▶ BRIEF
Reproduce the editor's note below on pharmacy sales and customer education word for word, from its header to its final sentence.

Editor's Note

Driving Sales, Relationships Through Education, Service

Pharmacies can set themselves apart by becoming a resource to their customers.

Many new DME customers will come into your business looking for direction. For some, they might have just been diagnosed with a medical condition and have been prescribed a particular item. Others might have arrived at their product need entirely on their own. Whatever the case, they’re looking for answers, and in some cases might be too shy to be up front and ask.

This is your moment to shine. Regardless of how these customers come to your pharmacy, it’s clear they have a unique and perhaps complex need that you can serve. The key is to provide excellent service and education.

This hinges on an attentive team. Sales comes down to consulting with the customer. If staff can work with a client to better understand his or her needs, then staff can present the best solutions for those needs. If management and staff can adopt that frame of mind, then they can position themselves for sales success.

Your staff should start out by asking questions. They must learn from the customer to understand his or her situation and needs as much as possible. The key is to ask openended questions that elicit as much detail as possible. Also, they must be caring and considerate. If the condition is potentially embarrassing to the client, establish a private space where your staff can discretely consult with the client.

Make sure your team has deep product knowledge. In the same way pharmacy staff must understand their clients’ needs, they must understand all the product options you stock so that they can provide expert advice and steer them toward a solution from which the patients will benefit and find value.

▶ GIVEN MATERIAL
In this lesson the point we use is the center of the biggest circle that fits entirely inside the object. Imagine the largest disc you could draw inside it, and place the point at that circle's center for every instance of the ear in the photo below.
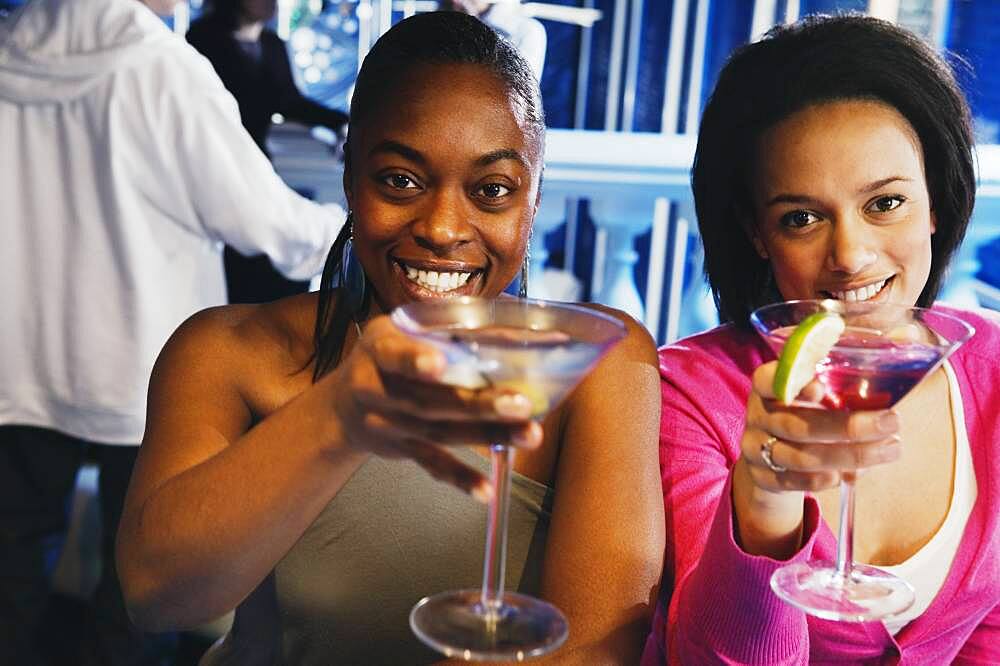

▶ RESPONSE FOR THIS EXERCISE
Editor's Note

Driving Sales, Relationships Through Education, Service

Pharmacies can set themselves apart by becoming a resource to their customers.

Many new DME customers will come into your business looking for direction. For some, they might have just been diagnosed with a medical condition and have been prescribed a particular item. Others might have arrived at their product need entirely on their own. Whatever the case, they’re looking for answers, and in some cases might be too shy to be up front and ask.

This is your moment to shine. Regardless of how these customers come to your pharmacy, it’s clear they have a unique and perhaps complex need that you can serve. The key is to provide excellent service and education.

This hinges on an attentive team. Sales comes down to consulting with the customer. If staff can work with a client to better understand his or her needs, then staff can present the best solutions for those needs. If management and staff can adopt that frame of mind, then they can position themselves for sales success.

Your staff should start out by asking questions. They must learn from the customer to understand his or her situation and needs as much as possible. The key is to ask openended questions that elicit as much detail as possible. Also, they must be caring and considerate. If the condition is potentially embarrassing to the client, establish a private space where your staff can discretely consult with the client.

Make sure your team has deep product knowledge. In the same way pharmacy staff must understand their clients’ needs, they must understand all the product options you stock so that they can provide expert advice and steer them toward a solution from which the patients will benefit and find value.